# Excerpt:
-- BEGIN --
What happens when publicly traded companies issue their annual 10-K reports? Empirical evidence suggests that the stock market pays immediate attention to the tables, but less to the text. Yet the information in the text eventually is reflected in stock prices. In other words, for a significant period of time, price-relevant information about public companies is effectively hiding in plain sight.
Over the past two decades, the amount of text included in 10-Ks has grown substantially. For example, for the typical company, the number of words quadrupled, to more than 60,000 in 2017 from about 15,000 in 1995. Over roughly the same period, the amount of boilerplate and repetition increased; for the median firm, redundant sentences also quadrupled. Finally, the text has become more consistent from year to year, as the share that changed from one report to the next shrank.
A team of economists from Harvard Business School and the University of Illinois at Chicago has studied the value of the textual disclosures in these reports. The authors find that although there is little immediate impact, modifications to the text are highly predictive of changes in the company’s stock price over the months after the report, as the implications slowly and gradually become apparent to the market.
The vast majority of the text changes are concentrated in the Management Discussion and Analysis (MD&A) of the 10-K. These disclosures also tend to be more negative than positive, perhaps because the reports are typically drafted by lawyers who tilt toward disclosing negative trends more than positive ones. When the authors applied natural language text processing to evaluate the changes, they found that 86 percent reflected negative sentiment shifts and only 14 percent positive shifts. Furthermore, the text differences contain useful information for predicting future earnings: Changes in the 10-K written text today predict earnings surprises in the future.
Given this negative bias to the textual changes and their ability to predict future earnings, the study shows that companies with 10-K text modifications experience noticeably lower future stock returns than other firms. For example, the authors construct a portfolio that goes long on companies with no material textual changes and shorts firms that contain such changes. That portfolio earns an abnormal positive return of up to 7 percent per year above the market.
-- END --
# Supplied data:
-- BEGIN --
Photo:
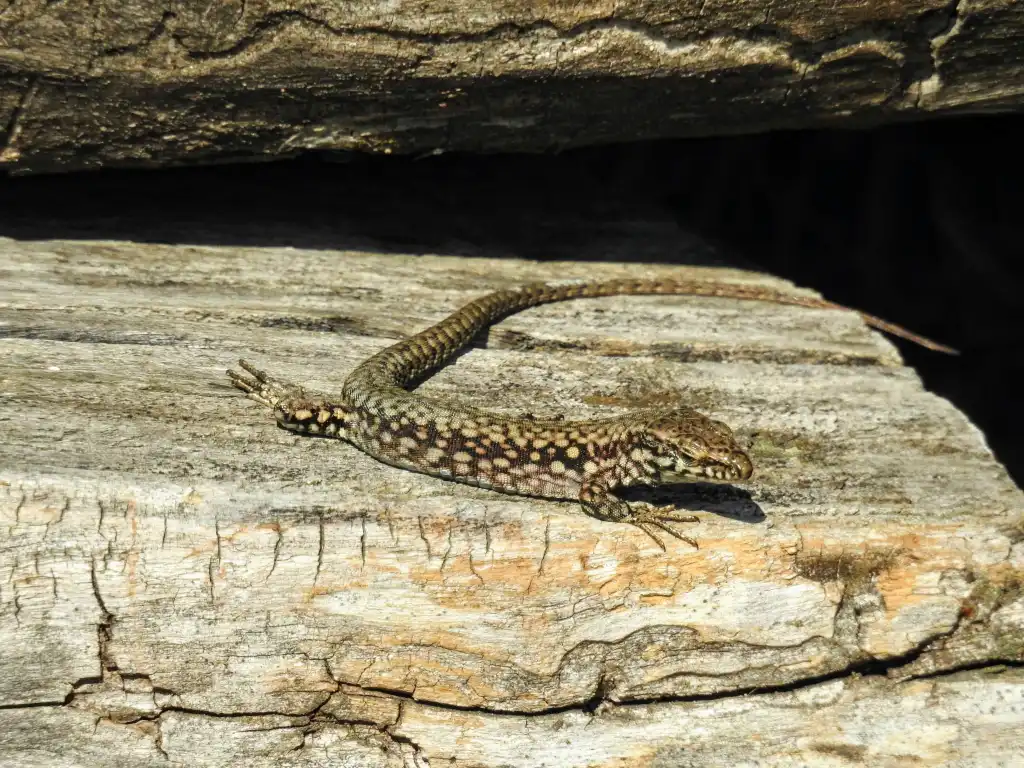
-- END --
# Exercise directions:
Write a continuation of the passage on 10-K text changes and stock returns, starting after its final sentence. The material plays no part in what comes next.

# Expected answer:
The negative future returns are, perhaps not surprisingly, worse when the changes involve legal proceedings and risk factors rather than other textual changes. For companies with “positive” sentiment shifts in the text of their 10-Ks, by contrast, the future excess stock market returns are positive. Other research suggests that the market response to changes in the footnote text is a similar puzzle, in the sense that footnote text shifts are only slowly reflected in stock prices (though the eventual impact on stock returns from footnotes is not as large as with text changes in the main document).
So why don’t more people make money from changes in the 10-K text? After all, the modifications in both the document itself and in the footnotes are freely and widely available upon release, but they take time to affect stock prices — and until that price change happens fully, a careful reader of text changes can in effect predict the market, at least to some degree. None of the studies has a great explanation, beyond limited attention spans and the complexity of the documents.
The Harvard-Illinois study has some suggestive evidence that lack of attention is indeed the culprit. In particular, when more investors download both a given year’s 10-K and the previous year’s (presumably making text comparison easier) simultaneously, the future negative stock returns in response to text changes were much smaller than when only the current 10-K was downloaded. This evidence is clearly only suggestive, for many reasons.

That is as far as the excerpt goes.